* _EXTRACT PROVIDED_
--

This spring, environmental science students at The Hun School of Princeton built two We Care Solar® Suitcases – traveling energy sources. Twelve of their peers then hand-delivered one of the suitcases to a research facility in the Amazon of Ecuador, during a School-led Global and Immersion Programs trip. A second suitcase was sent to a rural community in the Haitian village of Kwakok.
The suitcases serve as an easily transportable, renewable, and sustainable energy source, powered by the sun, for remote villages with limited electrical resources. The parts for both suitcases were purchased with funds from the 2014-2015 Parents’ Association Faculty Grant program. Students worked together to wire and assemble the components of the mobile power stations. The project took place at the end of the 2014-2015 school year, in anticipation of the June, 2015 trip to Ecuador.
Matt Sozio ’16 said, “It felt good to know that the suitcases we made were going to help make life easier for people in different parts of the world. And it was important to us that the energy source was sustainable because it is clean, environmentally responsible, and can slow global warming through fewer CO2 emissions.”
Chris James, director of educational programs and investigations for Tropical Learning Experiences, the organization that the School partnered with in Ecuador, will help manage use of the suitcase. Mr. James said, “It will be used in training programs for community members in the Amazon and the highlands regarding natural resource monitoring and management. Researchers in ecology, biology, sociology, and anthropology have also expressed an interest in using the suitcase to charge tablets and laptops, and to provide lighting at night for fieldwork.”

--

* _DATASET EXTRACT_
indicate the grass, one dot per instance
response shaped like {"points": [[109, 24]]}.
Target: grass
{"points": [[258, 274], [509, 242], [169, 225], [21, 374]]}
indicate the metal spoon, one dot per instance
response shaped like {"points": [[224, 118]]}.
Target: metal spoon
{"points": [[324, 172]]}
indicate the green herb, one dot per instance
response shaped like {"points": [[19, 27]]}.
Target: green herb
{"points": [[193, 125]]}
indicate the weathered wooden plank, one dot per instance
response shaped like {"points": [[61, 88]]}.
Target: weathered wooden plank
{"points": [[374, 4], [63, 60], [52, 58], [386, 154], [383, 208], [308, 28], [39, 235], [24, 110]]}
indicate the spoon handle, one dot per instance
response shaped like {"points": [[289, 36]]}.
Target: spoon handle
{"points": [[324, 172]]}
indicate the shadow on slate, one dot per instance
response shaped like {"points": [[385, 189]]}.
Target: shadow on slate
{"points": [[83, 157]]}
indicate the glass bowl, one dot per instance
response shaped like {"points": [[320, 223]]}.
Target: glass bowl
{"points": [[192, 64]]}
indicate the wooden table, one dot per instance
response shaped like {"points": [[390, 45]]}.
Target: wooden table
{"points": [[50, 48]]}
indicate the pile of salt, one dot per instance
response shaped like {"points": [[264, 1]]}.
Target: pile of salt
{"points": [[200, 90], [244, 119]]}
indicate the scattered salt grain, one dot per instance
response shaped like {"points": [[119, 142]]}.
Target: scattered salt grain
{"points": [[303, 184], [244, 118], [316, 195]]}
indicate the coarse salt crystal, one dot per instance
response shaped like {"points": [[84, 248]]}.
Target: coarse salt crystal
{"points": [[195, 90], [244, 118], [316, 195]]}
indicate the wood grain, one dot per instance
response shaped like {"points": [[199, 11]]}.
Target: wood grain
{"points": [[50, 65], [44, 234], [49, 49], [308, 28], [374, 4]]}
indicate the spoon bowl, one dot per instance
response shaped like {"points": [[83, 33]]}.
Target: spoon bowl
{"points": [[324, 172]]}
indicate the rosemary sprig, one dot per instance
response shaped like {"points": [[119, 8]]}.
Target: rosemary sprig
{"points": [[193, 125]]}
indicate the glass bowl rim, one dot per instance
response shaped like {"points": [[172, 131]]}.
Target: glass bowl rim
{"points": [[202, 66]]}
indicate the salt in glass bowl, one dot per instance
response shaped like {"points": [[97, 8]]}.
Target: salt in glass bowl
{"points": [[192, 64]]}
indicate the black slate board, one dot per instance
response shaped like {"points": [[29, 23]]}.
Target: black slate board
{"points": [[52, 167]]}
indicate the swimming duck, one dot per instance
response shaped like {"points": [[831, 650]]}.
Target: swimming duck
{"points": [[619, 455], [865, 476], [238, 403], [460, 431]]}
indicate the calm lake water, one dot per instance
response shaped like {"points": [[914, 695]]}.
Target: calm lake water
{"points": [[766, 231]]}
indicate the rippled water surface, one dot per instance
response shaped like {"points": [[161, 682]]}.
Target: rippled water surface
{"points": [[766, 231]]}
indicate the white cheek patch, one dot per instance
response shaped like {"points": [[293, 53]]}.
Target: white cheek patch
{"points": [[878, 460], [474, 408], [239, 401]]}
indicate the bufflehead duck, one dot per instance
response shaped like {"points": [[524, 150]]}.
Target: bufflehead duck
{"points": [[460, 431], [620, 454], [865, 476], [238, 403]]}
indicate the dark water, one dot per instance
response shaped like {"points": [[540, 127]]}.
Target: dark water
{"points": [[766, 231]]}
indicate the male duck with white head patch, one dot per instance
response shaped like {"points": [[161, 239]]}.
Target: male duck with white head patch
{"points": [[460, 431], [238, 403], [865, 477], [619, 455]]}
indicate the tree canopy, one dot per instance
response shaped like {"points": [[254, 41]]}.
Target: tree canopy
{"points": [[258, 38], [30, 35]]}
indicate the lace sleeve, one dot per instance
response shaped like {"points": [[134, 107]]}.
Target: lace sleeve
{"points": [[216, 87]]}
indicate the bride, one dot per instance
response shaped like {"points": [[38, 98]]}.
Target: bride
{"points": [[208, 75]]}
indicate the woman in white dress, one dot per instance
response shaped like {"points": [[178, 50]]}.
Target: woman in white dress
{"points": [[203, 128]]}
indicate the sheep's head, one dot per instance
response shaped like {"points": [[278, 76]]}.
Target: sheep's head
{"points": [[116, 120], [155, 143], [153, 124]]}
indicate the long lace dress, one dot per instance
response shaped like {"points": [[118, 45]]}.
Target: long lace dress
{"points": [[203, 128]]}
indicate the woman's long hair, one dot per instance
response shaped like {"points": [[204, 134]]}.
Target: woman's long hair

--

* _TASKS TO COMPLETE_
1/ Rewrite the Solar Suitcase article from "This spring, environmental" down to "village of Kwakok.", substituting "field station" for "research facility".
2/ Pick up the article about the Hun School's solar suitcases from its final sentence and keep writing.

* _PER-TASK OUTPUTS_
1/
This spring, environmental science students at The Hun School of Princeton built two We Care Solar® Suitcases – traveling energy sources. Twelve of their peers then hand-delivered one of the suitcases to a field station in the Amazon of Ecuador, during a School-led Global and Immersion Programs trip. A second suitcase was sent to a rural community in the Haitian village of Kwakok.

2/
The volunteer group Konekte Princeton Haiti delivered the second suitcase to the rural village of Kwakok in late-June. The suitcase will be used to power lights in Kwakok’s multi-purpose community building, which will now be able to host events in the evening hours for Haitian students and community members.
Anne Soos, environmental science teacher at The Hun School said, “It was important to identify locations that will benefit from having free sustainable energy. These organizations are off the grid. The community building in Haiti is in a rural village and will benefit from the additional source of electricity, particularly at night. We’re so pleased to provide these suitcases to educational institutions, because of the tremendous impact they can have on those who use them.”